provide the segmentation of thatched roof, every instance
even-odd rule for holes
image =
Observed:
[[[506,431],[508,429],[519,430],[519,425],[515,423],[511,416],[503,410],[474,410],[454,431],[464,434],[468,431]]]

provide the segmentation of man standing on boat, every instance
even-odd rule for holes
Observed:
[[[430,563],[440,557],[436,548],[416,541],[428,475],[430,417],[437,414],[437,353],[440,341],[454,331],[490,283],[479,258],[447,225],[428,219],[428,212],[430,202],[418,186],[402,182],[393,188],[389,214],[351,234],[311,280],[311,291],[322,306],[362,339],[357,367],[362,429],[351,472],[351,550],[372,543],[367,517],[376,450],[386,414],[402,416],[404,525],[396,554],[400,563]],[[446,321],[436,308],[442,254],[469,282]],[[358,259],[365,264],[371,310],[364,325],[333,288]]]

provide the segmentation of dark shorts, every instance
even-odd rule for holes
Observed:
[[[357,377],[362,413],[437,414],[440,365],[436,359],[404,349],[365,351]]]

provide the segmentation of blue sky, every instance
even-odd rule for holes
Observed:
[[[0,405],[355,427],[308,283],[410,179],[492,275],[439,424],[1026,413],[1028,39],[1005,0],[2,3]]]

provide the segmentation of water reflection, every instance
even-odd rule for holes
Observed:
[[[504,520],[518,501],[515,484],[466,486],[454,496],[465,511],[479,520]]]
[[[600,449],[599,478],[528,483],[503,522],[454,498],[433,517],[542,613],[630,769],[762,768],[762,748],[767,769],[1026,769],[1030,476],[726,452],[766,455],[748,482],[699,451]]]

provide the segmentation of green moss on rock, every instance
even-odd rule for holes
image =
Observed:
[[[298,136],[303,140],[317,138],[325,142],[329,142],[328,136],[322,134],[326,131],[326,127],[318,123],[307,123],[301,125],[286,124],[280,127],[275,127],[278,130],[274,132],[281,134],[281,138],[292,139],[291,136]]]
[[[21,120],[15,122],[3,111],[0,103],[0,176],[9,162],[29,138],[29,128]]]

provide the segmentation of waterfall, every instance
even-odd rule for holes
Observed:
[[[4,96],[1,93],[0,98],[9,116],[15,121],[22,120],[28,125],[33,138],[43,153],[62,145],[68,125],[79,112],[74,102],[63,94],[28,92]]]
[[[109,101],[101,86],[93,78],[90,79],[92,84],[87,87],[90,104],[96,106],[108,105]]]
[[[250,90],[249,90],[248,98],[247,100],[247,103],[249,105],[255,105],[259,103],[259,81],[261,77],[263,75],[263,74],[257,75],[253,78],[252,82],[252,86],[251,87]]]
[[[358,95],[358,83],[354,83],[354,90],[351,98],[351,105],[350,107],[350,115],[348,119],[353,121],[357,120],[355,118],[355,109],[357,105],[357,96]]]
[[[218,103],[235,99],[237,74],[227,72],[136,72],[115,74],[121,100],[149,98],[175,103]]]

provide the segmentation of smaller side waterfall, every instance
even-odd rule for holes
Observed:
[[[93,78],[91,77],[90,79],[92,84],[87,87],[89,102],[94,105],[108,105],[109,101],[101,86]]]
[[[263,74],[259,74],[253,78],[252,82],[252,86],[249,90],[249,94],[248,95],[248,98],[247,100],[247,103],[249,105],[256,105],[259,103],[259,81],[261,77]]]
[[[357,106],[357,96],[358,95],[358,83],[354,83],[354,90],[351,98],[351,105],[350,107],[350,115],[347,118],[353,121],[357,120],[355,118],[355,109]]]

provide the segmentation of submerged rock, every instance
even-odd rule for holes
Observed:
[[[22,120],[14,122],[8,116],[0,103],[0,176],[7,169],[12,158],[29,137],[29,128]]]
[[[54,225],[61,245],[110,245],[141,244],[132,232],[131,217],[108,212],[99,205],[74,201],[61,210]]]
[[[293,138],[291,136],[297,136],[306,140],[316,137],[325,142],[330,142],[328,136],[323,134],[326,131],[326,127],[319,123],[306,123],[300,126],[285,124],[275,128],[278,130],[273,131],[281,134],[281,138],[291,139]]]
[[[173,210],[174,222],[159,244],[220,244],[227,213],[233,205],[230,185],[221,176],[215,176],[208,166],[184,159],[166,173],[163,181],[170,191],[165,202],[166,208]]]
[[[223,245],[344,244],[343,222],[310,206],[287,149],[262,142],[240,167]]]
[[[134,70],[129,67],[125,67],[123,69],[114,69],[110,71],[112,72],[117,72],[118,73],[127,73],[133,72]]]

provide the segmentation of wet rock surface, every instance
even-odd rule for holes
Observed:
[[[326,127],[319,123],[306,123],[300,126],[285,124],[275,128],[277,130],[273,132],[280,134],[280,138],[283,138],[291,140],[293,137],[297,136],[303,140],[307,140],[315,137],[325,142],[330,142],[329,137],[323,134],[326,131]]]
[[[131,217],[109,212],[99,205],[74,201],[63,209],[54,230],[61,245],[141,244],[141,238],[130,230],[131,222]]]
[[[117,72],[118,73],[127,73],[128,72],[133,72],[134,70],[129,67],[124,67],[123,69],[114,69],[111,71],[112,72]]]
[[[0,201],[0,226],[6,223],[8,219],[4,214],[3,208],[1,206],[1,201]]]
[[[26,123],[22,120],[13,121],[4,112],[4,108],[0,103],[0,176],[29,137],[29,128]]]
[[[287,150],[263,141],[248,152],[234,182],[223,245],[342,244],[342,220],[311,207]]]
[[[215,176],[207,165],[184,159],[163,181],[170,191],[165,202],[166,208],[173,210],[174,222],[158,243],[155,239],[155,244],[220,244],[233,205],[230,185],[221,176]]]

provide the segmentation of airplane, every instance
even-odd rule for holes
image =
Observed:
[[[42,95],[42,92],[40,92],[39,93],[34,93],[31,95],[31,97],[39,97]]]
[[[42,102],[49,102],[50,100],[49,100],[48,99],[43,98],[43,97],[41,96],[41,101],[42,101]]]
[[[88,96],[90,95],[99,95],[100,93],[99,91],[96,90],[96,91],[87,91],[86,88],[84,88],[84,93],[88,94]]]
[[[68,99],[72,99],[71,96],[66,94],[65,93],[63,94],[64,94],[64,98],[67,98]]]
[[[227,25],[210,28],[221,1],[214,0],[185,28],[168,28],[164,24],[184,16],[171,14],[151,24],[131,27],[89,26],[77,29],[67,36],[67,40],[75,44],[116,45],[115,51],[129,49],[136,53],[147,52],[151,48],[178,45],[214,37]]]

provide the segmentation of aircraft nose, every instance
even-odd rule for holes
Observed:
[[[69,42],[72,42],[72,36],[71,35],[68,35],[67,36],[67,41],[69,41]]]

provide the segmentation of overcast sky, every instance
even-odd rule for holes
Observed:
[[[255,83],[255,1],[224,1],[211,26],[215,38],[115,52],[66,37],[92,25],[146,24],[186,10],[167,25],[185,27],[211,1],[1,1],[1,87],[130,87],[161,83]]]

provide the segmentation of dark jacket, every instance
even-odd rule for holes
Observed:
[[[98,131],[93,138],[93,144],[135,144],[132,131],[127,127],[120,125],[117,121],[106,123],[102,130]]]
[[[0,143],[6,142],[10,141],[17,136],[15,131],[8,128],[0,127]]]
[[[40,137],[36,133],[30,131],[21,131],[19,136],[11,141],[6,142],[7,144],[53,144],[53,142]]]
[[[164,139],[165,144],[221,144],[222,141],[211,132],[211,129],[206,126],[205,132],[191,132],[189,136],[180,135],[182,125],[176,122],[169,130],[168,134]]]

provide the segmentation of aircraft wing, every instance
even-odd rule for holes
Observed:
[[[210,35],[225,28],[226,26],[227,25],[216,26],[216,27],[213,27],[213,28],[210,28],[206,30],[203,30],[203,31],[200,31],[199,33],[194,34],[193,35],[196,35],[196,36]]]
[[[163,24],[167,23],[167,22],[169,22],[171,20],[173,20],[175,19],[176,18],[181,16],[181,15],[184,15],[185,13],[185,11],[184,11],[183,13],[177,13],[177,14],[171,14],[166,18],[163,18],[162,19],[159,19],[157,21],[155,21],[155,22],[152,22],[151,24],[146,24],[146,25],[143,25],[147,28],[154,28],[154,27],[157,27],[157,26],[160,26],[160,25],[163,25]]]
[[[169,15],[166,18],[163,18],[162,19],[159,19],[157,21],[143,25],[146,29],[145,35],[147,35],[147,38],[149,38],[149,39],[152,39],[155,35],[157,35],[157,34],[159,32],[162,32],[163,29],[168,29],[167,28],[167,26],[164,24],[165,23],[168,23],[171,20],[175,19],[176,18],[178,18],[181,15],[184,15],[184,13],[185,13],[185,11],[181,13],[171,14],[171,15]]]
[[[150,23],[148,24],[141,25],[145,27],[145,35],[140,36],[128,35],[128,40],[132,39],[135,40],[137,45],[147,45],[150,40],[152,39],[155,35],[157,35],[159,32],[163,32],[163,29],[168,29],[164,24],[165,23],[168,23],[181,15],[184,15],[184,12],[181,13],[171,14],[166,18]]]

SHORT PROBLEM:
Quote exactly what appears from the line containing "provide the segmentation of dark jacket, every" through the final line of the listing above, including both of those lines.

COMPLETE RESPONSE:
provide the segmentation of dark jacket, every instance
even-odd rule for holes
Observed:
[[[98,131],[93,138],[93,144],[135,144],[132,131],[127,127],[120,125],[117,121],[106,123],[102,130]]]
[[[0,143],[6,142],[10,141],[17,136],[15,131],[8,128],[0,127]]]
[[[40,137],[36,133],[30,131],[21,131],[19,136],[11,141],[6,142],[7,144],[53,144],[53,142]]]
[[[164,139],[165,144],[221,144],[222,141],[211,132],[211,129],[206,126],[205,132],[191,132],[189,136],[180,135],[182,125],[176,122],[169,130],[168,134]]]

provide the segmentation of aircraft wing, every instance
even-odd rule for holes
Observed:
[[[210,35],[225,28],[226,26],[227,25],[216,26],[216,27],[213,27],[213,28],[210,28],[206,30],[203,30],[203,31],[200,31],[199,33],[194,34],[193,35],[196,35],[196,36]]]
[[[163,24],[167,23],[167,22],[169,22],[171,20],[173,20],[175,19],[176,18],[181,16],[181,15],[184,15],[185,13],[185,11],[184,11],[183,13],[177,13],[177,14],[171,14],[166,18],[163,18],[162,19],[159,19],[157,21],[155,21],[155,22],[152,22],[151,24],[146,24],[146,25],[143,25],[147,28],[154,28],[154,27],[157,27],[157,26],[160,26],[160,25],[163,25]]]
[[[169,15],[166,18],[163,18],[162,19],[159,19],[157,21],[143,25],[146,29],[145,35],[147,35],[147,38],[149,38],[149,39],[152,39],[155,35],[157,35],[157,34],[159,32],[162,32],[163,29],[168,29],[167,28],[167,26],[164,24],[165,23],[168,23],[171,20],[175,19],[176,18],[178,18],[181,15],[184,15],[184,13],[185,13],[185,11],[181,13],[171,14],[171,15]]]
[[[150,23],[148,24],[141,25],[145,27],[145,35],[140,36],[128,35],[128,40],[132,39],[135,40],[137,45],[147,45],[150,40],[152,39],[155,35],[157,35],[159,32],[163,32],[163,29],[168,29],[164,24],[165,23],[168,23],[181,15],[184,15],[184,12],[181,13],[171,14],[166,18]]]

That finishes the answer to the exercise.